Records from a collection

>> begin

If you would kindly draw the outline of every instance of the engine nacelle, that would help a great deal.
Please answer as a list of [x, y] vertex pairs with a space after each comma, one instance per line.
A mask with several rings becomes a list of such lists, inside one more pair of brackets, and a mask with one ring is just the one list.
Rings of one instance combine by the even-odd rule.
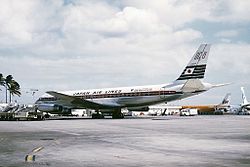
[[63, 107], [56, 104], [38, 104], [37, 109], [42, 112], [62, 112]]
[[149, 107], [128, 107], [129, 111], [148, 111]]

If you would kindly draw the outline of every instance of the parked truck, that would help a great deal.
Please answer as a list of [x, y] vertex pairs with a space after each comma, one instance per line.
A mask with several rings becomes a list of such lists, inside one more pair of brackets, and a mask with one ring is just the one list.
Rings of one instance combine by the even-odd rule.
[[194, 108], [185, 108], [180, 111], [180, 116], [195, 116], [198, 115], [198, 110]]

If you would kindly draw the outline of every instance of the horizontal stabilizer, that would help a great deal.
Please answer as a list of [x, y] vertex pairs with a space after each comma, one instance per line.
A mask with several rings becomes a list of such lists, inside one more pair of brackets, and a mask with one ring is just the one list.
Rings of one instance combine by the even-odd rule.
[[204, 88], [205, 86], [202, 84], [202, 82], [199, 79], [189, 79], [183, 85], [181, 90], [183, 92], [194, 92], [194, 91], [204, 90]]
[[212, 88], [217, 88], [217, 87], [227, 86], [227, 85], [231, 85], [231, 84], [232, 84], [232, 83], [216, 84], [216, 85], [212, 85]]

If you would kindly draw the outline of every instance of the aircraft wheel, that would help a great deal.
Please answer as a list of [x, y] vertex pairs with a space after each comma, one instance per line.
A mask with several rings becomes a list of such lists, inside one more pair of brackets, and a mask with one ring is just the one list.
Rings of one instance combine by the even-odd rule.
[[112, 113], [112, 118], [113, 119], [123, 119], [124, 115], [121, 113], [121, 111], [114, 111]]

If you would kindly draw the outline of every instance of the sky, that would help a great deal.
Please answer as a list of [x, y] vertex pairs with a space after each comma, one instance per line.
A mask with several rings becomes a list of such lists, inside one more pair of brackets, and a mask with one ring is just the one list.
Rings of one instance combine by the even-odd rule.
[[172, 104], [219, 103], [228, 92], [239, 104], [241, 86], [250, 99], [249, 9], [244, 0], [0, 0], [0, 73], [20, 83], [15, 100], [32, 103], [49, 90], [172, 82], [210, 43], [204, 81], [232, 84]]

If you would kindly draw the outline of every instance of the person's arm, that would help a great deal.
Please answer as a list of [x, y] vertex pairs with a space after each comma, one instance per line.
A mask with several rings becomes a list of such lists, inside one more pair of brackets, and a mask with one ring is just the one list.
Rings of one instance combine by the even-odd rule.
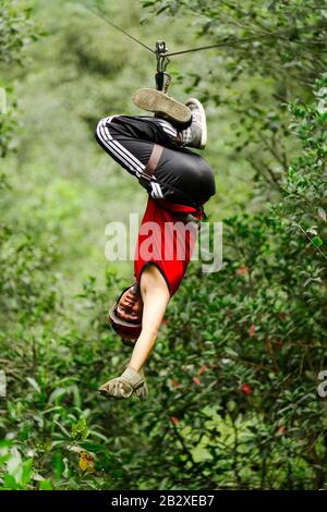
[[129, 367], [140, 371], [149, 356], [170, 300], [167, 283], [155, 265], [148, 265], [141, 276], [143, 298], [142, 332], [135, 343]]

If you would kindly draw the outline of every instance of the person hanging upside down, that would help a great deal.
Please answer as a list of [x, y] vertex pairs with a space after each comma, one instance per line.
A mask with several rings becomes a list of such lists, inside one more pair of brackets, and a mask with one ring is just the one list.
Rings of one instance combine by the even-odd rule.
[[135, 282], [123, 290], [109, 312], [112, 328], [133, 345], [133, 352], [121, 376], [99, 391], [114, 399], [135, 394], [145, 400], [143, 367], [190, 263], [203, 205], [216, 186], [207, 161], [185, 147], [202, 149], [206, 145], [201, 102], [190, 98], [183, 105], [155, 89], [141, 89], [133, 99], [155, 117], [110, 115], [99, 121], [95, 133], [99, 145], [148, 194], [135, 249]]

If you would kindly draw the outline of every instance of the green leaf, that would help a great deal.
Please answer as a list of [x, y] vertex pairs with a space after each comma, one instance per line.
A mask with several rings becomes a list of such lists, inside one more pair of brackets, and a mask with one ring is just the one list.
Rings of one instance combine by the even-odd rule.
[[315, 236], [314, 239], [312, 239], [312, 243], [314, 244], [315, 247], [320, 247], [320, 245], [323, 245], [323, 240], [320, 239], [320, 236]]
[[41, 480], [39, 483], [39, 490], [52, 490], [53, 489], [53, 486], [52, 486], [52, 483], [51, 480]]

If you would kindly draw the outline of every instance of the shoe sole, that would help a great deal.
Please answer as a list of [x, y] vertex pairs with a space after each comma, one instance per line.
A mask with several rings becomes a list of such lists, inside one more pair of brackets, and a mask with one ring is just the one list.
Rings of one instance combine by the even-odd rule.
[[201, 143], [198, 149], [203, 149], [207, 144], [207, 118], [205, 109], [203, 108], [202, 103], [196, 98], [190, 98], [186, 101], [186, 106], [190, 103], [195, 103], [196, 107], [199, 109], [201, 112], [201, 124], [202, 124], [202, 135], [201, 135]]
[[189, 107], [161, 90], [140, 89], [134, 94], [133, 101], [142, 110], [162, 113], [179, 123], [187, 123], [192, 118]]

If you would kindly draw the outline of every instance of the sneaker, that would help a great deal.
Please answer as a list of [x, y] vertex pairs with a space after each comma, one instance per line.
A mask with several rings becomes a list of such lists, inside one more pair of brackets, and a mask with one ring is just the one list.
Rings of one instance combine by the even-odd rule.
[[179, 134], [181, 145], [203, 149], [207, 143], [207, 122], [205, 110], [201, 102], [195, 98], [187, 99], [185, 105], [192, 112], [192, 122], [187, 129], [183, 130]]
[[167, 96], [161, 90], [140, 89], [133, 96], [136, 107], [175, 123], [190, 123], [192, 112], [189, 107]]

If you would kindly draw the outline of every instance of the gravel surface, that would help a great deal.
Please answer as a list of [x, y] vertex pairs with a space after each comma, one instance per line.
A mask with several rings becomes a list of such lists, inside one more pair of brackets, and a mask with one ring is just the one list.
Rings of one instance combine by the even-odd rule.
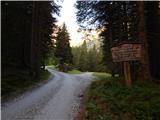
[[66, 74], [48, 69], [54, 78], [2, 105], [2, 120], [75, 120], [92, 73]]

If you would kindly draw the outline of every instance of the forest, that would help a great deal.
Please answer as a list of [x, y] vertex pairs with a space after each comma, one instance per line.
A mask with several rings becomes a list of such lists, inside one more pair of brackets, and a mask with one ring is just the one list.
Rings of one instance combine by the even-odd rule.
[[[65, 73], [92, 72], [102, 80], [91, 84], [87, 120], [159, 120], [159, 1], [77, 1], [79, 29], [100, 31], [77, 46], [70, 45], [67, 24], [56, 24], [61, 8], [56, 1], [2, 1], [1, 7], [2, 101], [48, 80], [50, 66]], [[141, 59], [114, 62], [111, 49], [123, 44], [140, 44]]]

>> end
>> begin

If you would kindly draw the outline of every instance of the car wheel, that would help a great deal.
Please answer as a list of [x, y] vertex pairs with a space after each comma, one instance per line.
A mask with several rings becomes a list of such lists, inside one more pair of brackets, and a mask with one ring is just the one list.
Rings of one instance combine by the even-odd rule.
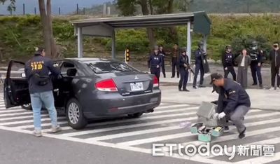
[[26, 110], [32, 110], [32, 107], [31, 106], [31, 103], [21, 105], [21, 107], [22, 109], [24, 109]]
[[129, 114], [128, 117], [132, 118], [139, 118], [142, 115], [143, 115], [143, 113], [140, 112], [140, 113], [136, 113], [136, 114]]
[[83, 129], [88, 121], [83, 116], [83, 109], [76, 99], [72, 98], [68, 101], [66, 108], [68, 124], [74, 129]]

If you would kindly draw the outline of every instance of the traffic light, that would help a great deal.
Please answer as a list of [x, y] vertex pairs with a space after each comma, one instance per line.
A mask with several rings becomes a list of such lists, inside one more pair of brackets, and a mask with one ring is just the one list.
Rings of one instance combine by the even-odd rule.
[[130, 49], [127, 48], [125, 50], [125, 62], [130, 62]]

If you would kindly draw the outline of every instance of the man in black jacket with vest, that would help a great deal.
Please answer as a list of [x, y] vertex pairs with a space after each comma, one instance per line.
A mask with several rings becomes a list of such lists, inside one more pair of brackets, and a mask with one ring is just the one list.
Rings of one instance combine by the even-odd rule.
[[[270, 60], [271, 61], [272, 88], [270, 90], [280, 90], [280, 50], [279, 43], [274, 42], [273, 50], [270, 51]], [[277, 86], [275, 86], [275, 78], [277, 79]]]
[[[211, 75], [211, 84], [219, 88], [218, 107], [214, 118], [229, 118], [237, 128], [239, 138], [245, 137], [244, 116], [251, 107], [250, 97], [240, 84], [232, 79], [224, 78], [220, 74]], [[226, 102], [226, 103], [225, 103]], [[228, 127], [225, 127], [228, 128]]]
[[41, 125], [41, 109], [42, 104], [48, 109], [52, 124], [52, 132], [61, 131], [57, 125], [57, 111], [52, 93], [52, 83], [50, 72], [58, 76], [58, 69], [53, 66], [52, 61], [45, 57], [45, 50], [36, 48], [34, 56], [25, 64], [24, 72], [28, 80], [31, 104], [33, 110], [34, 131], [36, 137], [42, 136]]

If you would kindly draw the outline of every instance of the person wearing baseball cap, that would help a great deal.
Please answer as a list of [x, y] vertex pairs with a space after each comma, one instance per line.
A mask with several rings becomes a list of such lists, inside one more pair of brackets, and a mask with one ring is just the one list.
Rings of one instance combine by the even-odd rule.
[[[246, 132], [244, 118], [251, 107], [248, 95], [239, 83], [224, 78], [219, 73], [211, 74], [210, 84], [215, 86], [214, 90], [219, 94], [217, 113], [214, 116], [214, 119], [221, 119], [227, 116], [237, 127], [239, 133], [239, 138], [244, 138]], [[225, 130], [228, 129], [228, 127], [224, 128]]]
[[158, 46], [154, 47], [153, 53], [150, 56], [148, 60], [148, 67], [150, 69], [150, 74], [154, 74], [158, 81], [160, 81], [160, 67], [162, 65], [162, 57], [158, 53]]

>> end

## SET PROBLEM
Recast everything in the data above, from the line containing "stabilizer, that would help a great deal." down to the line containing "85], [212, 85]]", as a numbered list with blank lines left out.

## FULL OUTPUT
1. If you would kindly draw the outline of every instance of the horizontal stabilizer, that would help a great deal.
2. Please answer as a list of [x, y] vertex pairs with a space after each comma, one instance per line.
3. A mask with several rings becomes a list of such lists, inside one more pair of brackets, and a mask with one ring is just the one list.
4. Rings of one instance combine by the even-odd rule.
5. [[204, 88], [205, 86], [202, 84], [202, 82], [199, 79], [189, 79], [183, 85], [181, 90], [183, 92], [194, 92], [194, 91], [204, 90]]
6. [[212, 88], [217, 88], [217, 87], [227, 86], [227, 85], [231, 85], [231, 84], [232, 84], [232, 83], [216, 84], [216, 85], [212, 85]]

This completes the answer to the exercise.